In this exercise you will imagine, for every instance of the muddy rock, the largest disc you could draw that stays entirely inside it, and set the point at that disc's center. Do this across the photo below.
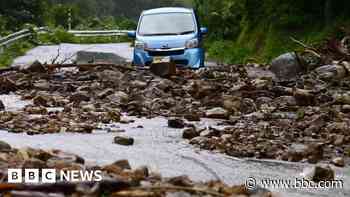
(192, 117)
(176, 123)
(218, 113)
(320, 173)
(329, 72)
(4, 146)
(286, 67)
(338, 161)
(103, 94)
(2, 106)
(80, 96)
(119, 97)
(190, 133)
(125, 141)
================================
Restate the data word for word without pictures.

In this exercise you will imagine, for every instance of the muddy rock, the largest disc you could draw that stays entirely inside it, and set the point at that disc's center. Do this across the photo below.
(192, 117)
(176, 123)
(218, 113)
(320, 173)
(329, 72)
(4, 146)
(286, 67)
(338, 161)
(103, 94)
(2, 106)
(80, 96)
(119, 97)
(190, 133)
(125, 141)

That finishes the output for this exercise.